Work task: An exact copy of the data below is required; return it in full.

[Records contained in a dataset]
*-*-*

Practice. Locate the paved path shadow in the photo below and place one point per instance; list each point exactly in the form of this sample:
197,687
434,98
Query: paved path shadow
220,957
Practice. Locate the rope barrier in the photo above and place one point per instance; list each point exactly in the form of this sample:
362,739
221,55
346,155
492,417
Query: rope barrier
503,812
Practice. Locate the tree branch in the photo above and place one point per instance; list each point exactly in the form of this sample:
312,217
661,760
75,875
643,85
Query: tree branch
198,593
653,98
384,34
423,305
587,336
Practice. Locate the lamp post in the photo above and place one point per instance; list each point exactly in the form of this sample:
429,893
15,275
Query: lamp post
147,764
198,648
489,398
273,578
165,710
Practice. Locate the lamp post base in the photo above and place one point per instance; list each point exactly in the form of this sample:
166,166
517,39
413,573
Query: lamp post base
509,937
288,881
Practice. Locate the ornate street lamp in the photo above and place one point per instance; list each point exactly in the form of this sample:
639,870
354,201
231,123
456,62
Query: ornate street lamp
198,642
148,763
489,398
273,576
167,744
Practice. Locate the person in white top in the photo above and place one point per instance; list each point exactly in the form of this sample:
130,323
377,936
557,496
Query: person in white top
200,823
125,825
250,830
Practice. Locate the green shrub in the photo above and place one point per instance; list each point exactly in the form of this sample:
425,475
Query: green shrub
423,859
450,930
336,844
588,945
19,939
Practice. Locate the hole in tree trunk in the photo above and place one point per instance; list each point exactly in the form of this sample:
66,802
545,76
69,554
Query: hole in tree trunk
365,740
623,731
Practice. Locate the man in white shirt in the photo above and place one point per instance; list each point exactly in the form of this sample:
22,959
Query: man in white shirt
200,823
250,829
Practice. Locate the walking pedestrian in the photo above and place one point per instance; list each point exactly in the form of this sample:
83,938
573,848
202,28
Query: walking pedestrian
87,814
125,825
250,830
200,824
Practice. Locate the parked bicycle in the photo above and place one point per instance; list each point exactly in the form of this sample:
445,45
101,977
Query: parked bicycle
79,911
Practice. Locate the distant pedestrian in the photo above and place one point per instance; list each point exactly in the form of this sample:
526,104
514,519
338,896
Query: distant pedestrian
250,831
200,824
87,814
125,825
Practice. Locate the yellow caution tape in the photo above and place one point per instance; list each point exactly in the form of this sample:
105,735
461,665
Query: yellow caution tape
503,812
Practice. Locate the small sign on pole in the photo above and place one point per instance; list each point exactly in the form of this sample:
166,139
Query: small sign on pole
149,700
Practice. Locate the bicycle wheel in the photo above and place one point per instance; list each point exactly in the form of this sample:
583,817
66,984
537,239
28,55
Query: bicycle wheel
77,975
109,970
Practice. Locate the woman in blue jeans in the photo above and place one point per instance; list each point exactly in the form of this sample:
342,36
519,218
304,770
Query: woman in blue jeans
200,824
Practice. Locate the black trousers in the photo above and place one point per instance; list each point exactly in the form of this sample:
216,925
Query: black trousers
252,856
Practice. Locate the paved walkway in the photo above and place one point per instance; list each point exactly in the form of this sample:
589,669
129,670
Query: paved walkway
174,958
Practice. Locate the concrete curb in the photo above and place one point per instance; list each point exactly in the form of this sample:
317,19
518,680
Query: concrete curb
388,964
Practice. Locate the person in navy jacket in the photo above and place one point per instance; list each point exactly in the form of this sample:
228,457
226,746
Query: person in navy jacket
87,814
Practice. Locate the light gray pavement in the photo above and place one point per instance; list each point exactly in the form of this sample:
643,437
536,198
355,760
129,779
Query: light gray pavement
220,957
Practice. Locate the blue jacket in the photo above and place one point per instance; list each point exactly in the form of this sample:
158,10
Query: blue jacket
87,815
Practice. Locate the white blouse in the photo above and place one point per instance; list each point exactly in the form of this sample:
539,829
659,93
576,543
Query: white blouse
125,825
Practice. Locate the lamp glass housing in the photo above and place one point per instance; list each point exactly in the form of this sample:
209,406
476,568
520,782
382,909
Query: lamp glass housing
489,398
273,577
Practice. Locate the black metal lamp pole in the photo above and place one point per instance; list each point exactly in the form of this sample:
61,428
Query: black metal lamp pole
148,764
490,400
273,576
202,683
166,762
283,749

*-*-*

Solution:
Practice. Locate the paved path shadow in the photo below and place one point per instance; list each point exactly in the form of this sample:
197,687
434,98
Query: paved path shadow
220,957
Practice. Locate the rope barrier in the photo above and place one point per instance; list each point exactly in the form of this sample:
362,739
221,55
346,155
492,417
Query: rope barrier
503,812
Practice. Locate the tree branch in the photo above and place one point per instance; list each point exactly in the form of this sample:
312,217
661,760
75,875
643,85
Query: tree branch
198,593
653,98
384,34
423,305
587,336
Practice. Locate the lamp post in the photo above and place one point per instance; list each point exactly in the form of this sample:
429,893
15,275
Query: lamp post
147,764
198,648
489,398
273,578
165,710
Practice. Locate the lamp post base in the photo above and place one point per instance; list each point exactly in the form of this sample:
166,166
517,39
413,573
Query: lamp post base
509,937
288,881
Practice. Locate the ornate street lamp in the photo above and place one point per instance; list each point exactly in the form of this sample:
639,870
354,201
231,123
456,62
Query: ornate street lamp
198,642
148,763
489,398
273,576
167,744
Practice. Locate the person in white top in the photo above and place one point per instance; list each point exactly in the form of this sample:
130,323
377,936
557,496
Query: person in white top
200,823
125,825
250,830
Practice. Locate the green shrub in the photo above and place one point per instance; list each point exactly in the form of this sample:
425,475
Query: green shrub
423,859
450,930
336,844
588,945
19,939
Practice. Locate the hole in tree trunk in the photo above and place one point per instance; list each point exactly in the form of this sample:
66,802
545,76
69,554
Query: hole in tree trunk
365,740
623,731
Practice. Locate the man in white shirt in the photo above and place one point per instance; list each point exactly in the form of this sample:
22,959
Query: man in white shirt
200,823
250,829
Practice. Locate the walking pedestrian in the photo above and place one point per instance; list each point exactly in the form of this sample:
83,938
573,848
202,28
Query: walking pedestrian
87,814
125,825
250,830
200,824
Practice. Locate the parked bicycle in the photo above and place one point per instance; list each point exactly in the form of this sample:
445,45
101,977
Query: parked bicycle
79,911
Practice. Locate the distant pedestrian in the photo above and place one point per instance; list each point exactly in the form of this sample:
526,104
514,519
338,896
Query: distant pedestrian
250,831
200,824
87,814
125,825
Practice. Locate the yellow caution tape in the photo above and place one point per instance; list each point exactly in the form of this sample:
105,735
461,665
Query: yellow caution tape
503,812
Practice. Locate the small sign on pole in the photo above and place one point per instance; list each point exactly in the form of this sample:
166,139
Query: small sign on pole
149,700
Practice. Locate the bicycle wheel in the photo above and place one point per instance; list each point exactly in the form of this sample:
583,817
66,984
537,239
28,55
Query: bicycle wheel
77,975
109,970
Practice. Locate the woman in blue jeans in the photo above and place one point per instance; list each point exactly in the form of this sample:
342,36
519,218
304,770
Query: woman in blue jeans
200,824
Practice. Locate the black trousers in the photo above and place one point per instance; list each point exactly in the form of this sample:
216,925
Query: black trousers
252,856
Practice. Locate the paved walkway in the photo above and place one point per instance; list each point exactly in the form of this sample:
589,669
129,670
Query: paved walkway
174,958
Practice. Locate the concrete curb in the photo above and place one point per instance; list each point exactly in the form of this sample:
317,19
518,680
Query: concrete curb
388,964
Practice. Locate the person in navy jacket in the photo above and place one point per instance; list each point exactly in the form of this sample:
228,457
226,746
Query: person in navy jacket
87,814
Practice. Locate the light gray pavement in the photo above and place one point per instance; list each point exactly in the form of this sample:
643,437
536,198
355,760
129,779
Query: light gray pavement
220,957
Practice. Locate the blue jacket in the photo above and place one point per instance; list each point exactly in the form of this sample:
158,10
Query: blue jacket
87,815
Practice. Locate the white blouse in the photo above and place one point per instance; list each point exactly in the form of this sample:
539,829
659,93
576,543
Query: white blouse
125,825
Practice. Locate the lamp glass housing in the photo above and place one point per instance; list each point exactly in the form of this sample:
209,406
476,568
520,782
382,909
Query: lamp glass housing
489,398
273,577
Practice. Locate the black metal lamp pole in the photo above and place one point per instance; list each point exactly in the form of this sample:
61,428
Query: black metal lamp pole
148,764
490,400
273,576
202,683
166,762
283,749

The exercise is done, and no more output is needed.